REQUIRED ACTION: Could all of the entries be written out exactly, with any pictures omitted?
Top of GIVEN RECORDS
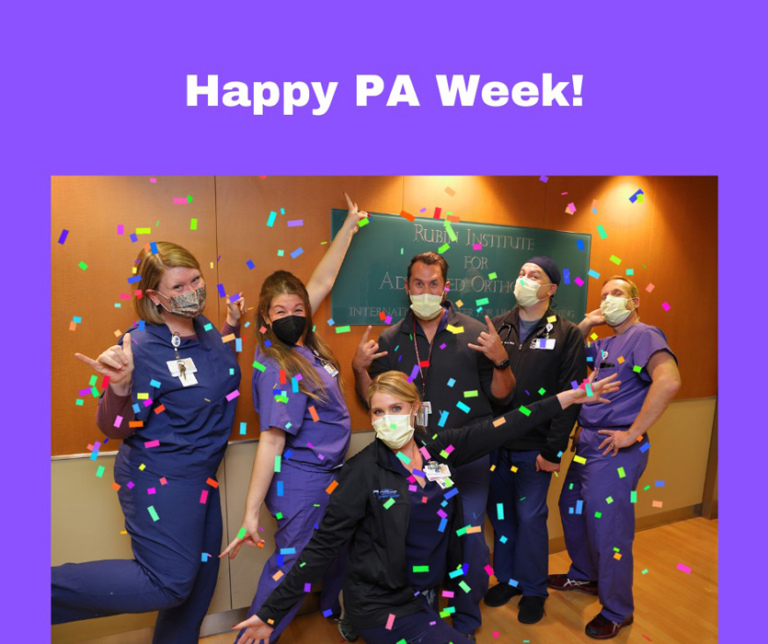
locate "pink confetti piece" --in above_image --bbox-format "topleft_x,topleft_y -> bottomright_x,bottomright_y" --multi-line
113,415 -> 123,428
574,276 -> 585,287
472,243 -> 482,250
661,301 -> 671,311
200,490 -> 208,504
646,283 -> 655,293
385,614 -> 396,630
676,563 -> 692,574
172,197 -> 187,204
565,202 -> 576,215
149,178 -> 156,183
160,477 -> 168,485
442,590 -> 455,597
419,446 -> 431,460
148,487 -> 156,495
652,500 -> 663,508
144,440 -> 160,448
484,564 -> 495,576
226,390 -> 240,401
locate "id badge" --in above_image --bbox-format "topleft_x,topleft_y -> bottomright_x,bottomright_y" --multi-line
424,461 -> 451,481
533,338 -> 556,350
416,401 -> 431,427
323,362 -> 339,378
166,358 -> 199,387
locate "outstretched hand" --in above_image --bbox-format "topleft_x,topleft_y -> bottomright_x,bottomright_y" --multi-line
75,332 -> 134,394
232,613 -> 274,644
219,514 -> 265,560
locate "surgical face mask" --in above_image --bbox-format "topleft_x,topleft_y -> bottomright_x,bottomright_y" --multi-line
514,277 -> 547,308
156,285 -> 206,318
271,315 -> 306,345
409,293 -> 444,320
372,413 -> 416,450
600,295 -> 633,326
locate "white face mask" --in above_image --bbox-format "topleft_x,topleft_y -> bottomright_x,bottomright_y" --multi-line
600,295 -> 633,326
514,277 -> 546,308
372,414 -> 415,450
409,293 -> 444,320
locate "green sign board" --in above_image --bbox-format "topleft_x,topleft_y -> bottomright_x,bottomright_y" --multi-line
330,210 -> 592,326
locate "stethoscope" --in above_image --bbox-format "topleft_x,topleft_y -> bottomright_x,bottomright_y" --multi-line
498,320 -> 555,348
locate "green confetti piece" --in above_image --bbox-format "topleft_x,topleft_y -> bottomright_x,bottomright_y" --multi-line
277,250 -> 284,256
597,225 -> 607,239
237,527 -> 247,540
383,498 -> 396,509
631,490 -> 637,503
641,569 -> 649,575
75,399 -> 84,406
614,547 -> 621,552
633,365 -> 642,373
444,220 -> 457,241
136,227 -> 152,235
609,255 -> 622,265
275,512 -> 284,520
96,466 -> 105,478
594,511 -> 602,518
203,322 -> 213,331
456,526 -> 468,537
437,243 -> 450,254
618,467 -> 626,479
463,390 -> 478,398
518,405 -> 531,417
253,360 -> 267,372
396,451 -> 411,465
78,261 -> 88,271
488,272 -> 498,280
439,449 -> 450,459
190,218 -> 198,230
606,496 -> 614,504
459,580 -> 472,593
538,387 -> 546,395
626,268 -> 634,275
357,217 -> 369,228
476,297 -> 489,306
274,456 -> 281,472
412,565 -> 430,573
148,506 -> 159,522
89,375 -> 98,386
335,326 -> 351,333
644,485 -> 651,491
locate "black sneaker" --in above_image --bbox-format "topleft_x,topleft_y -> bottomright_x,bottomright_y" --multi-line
336,616 -> 359,642
518,595 -> 546,624
484,581 -> 522,607
463,632 -> 476,643
547,573 -> 599,596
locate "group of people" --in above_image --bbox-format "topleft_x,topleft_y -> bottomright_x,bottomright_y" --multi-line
52,194 -> 681,644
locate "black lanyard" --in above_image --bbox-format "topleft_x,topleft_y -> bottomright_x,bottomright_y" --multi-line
412,310 -> 446,398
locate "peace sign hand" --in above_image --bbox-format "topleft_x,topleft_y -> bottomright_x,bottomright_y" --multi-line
468,315 -> 507,366
75,332 -> 134,396
343,192 -> 370,232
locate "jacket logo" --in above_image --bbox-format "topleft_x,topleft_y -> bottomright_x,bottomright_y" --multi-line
372,488 -> 400,499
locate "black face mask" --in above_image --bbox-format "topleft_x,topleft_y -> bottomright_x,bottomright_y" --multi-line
271,315 -> 306,346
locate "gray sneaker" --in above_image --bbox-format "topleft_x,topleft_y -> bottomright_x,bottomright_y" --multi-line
337,616 -> 359,642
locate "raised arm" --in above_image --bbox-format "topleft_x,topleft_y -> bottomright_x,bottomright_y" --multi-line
577,308 -> 605,339
306,193 -> 368,312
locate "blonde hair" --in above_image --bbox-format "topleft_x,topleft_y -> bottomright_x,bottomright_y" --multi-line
256,271 -> 342,402
366,371 -> 426,432
134,242 -> 202,324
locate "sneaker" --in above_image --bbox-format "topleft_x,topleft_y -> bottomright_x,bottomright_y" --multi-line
585,613 -> 634,639
518,595 -> 545,624
464,632 -> 476,643
336,616 -> 359,642
484,581 -> 522,607
547,573 -> 599,596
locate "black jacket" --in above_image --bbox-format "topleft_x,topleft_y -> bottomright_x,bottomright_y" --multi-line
491,308 -> 587,463
257,395 -> 563,630
370,302 -> 511,431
Bottom of GIVEN RECORDS
ANSWER TO THE PROBLEM:
locate "pink confetti piece" --in above_image --bbox-format "topleft_x,topleft_y -> bottomright_x,bottomright_y" --multi-line
113,415 -> 123,428
574,276 -> 585,287
472,243 -> 482,250
661,301 -> 671,311
200,490 -> 208,504
646,283 -> 655,293
385,614 -> 396,630
676,563 -> 692,574
172,197 -> 187,204
565,202 -> 576,215
149,178 -> 156,183
160,477 -> 168,485
442,590 -> 455,597
419,446 -> 431,460
148,487 -> 156,495
652,500 -> 663,508
144,440 -> 160,448
484,564 -> 495,576
226,390 -> 240,401
locate "id badge" --in above_image --bbox-format "topleft_x,topleft_y -> bottomright_x,bottomright_y" --multi-line
424,461 -> 451,481
533,338 -> 556,350
416,401 -> 431,427
323,362 -> 339,378
166,358 -> 199,387
locate "outstretched hand" --in above_image --bbox-format "topleft_x,topleft_y -> bottomright_x,bottomright_y" --multi-line
75,332 -> 134,394
232,613 -> 274,644
219,514 -> 265,560
locate "surgical face mask" --in above_image --bbox-format "topleft_x,topleft_y -> bottomright_x,bottomright_y" --multi-line
514,277 -> 547,308
156,285 -> 206,318
271,315 -> 306,345
409,293 -> 444,320
372,413 -> 416,450
600,295 -> 633,326
locate "white face mask" --in above_image --bbox-format "topleft_x,topleft_y -> bottomright_x,bottomright_y" --multi-line
600,295 -> 633,326
514,277 -> 546,308
372,414 -> 415,450
409,293 -> 444,320
locate "green sign board" --in above_image --bbox-format "topleft_x,topleft_y -> bottomright_x,bottomright_y" --multi-line
330,210 -> 592,326
locate "stethoscope" --in above_image --bbox-format "topleft_x,topleft_y -> bottomright_x,bottomright_y" --multi-line
498,320 -> 555,348
locate "green confetti piece" --in above_image --bbox-format "topleft_x,topleft_y -> bottomright_x,bottomright_y" --multi-line
277,250 -> 284,256
597,225 -> 607,239
237,527 -> 247,540
383,498 -> 396,509
631,490 -> 637,503
641,569 -> 649,575
75,399 -> 84,406
614,547 -> 621,552
633,365 -> 642,373
444,220 -> 457,241
136,227 -> 152,235
609,255 -> 622,265
275,512 -> 284,520
96,466 -> 105,478
594,511 -> 602,518
203,322 -> 213,331
456,526 -> 468,537
437,243 -> 450,254
618,467 -> 626,479
463,390 -> 478,398
518,405 -> 531,417
253,360 -> 267,372
396,451 -> 411,465
78,261 -> 88,271
488,272 -> 498,280
439,449 -> 450,459
190,218 -> 198,230
606,496 -> 614,504
459,580 -> 472,593
538,387 -> 546,395
626,268 -> 634,275
357,217 -> 369,228
476,297 -> 489,306
274,456 -> 281,472
412,565 -> 430,573
148,506 -> 159,522
89,375 -> 98,386
335,326 -> 351,333
644,485 -> 651,491
locate "black sneaker" --in above_image --bbox-format "topleft_x,topleft_y -> bottomright_x,bottomright_y" --multi-line
336,616 -> 359,642
518,595 -> 546,624
484,581 -> 522,607
463,632 -> 476,643
547,573 -> 599,596
locate "group of people" --in above_image --bbox-format "topleft_x,topleft_y -> bottomright_x,bottomright_y" --multi-line
52,194 -> 681,644
locate "black lanyard" --in above_image --bbox-format "topleft_x,topleft_y -> bottomright_x,bottomright_y" --multi-line
412,310 -> 446,398
locate "peace sign hand" --in above_image --bbox-format "topleft_x,topleft_y -> bottomright_x,bottomright_y" --multi-line
468,315 -> 507,366
75,332 -> 134,396
343,192 -> 370,232
locate "jacket logo" --in above_image --bbox-format "topleft_x,topleft_y -> bottomright_x,bottomright_y" --multi-line
372,488 -> 400,499
locate "black face mask" --in above_image --bbox-format "topleft_x,topleft_y -> bottomright_x,bottomright_y" --multi-line
271,315 -> 306,346
locate "gray sneaker" --in above_image --bbox-format "topleft_x,topleft_y -> bottomright_x,bottomright_y" --multi-line
337,616 -> 359,642
locate "raised arm" --in above_image --bbox-format "topleft_x,topleft_y -> bottomright_x,bottomright_y" --multi-line
577,308 -> 605,339
306,193 -> 368,312
locate "blonde hair" --in above_image --bbox-format "topleft_x,topleft_y -> bottomright_x,bottomright_y" --multi-line
256,271 -> 342,402
366,371 -> 426,432
134,242 -> 202,324
locate "sneaker" --in above_image --bbox-format "topleft_x,topleft_y -> bottomright_x,bottomright_y" --multi-line
585,613 -> 634,639
518,595 -> 545,624
464,632 -> 476,643
336,616 -> 359,642
484,581 -> 522,607
547,573 -> 599,596
locate "black jacket" --in above_image --bbox-format "topleft_x,topleft_y -> bottomright_x,bottomright_y" --multi-line
491,308 -> 587,463
257,395 -> 563,630
370,302 -> 511,431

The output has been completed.